# The problem:
Quote the entries below word for word, from the line containing "For the benchmark, mark every instance of the pink" through the end of the entries, both ends included.
▬▬▬▬▬▬▬▬▬▬
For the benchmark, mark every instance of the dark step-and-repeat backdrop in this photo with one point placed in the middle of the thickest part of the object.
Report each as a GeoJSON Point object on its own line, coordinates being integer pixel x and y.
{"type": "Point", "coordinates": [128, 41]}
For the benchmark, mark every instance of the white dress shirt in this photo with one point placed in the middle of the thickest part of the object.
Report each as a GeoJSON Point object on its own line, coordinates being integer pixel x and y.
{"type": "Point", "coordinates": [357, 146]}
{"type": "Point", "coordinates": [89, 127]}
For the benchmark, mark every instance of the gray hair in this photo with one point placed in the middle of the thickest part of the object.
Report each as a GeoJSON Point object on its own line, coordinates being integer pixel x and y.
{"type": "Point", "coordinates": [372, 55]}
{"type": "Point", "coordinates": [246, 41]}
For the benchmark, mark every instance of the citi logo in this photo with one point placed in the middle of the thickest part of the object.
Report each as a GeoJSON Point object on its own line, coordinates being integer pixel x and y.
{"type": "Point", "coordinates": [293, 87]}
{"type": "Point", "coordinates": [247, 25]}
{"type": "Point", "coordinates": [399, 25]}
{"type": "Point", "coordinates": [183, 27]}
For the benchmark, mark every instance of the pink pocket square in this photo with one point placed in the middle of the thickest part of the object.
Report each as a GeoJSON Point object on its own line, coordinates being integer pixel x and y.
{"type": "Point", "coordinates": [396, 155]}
▬▬▬▬▬▬▬▬▬▬
# Result of this exercise:
For the benchmark, mark every instance of the pink pocket square in this photo with one point placed in the middle of the thickest part of the object.
Report each as a GeoJSON Point object on its own line, coordinates being integer pixel x and y.
{"type": "Point", "coordinates": [396, 155]}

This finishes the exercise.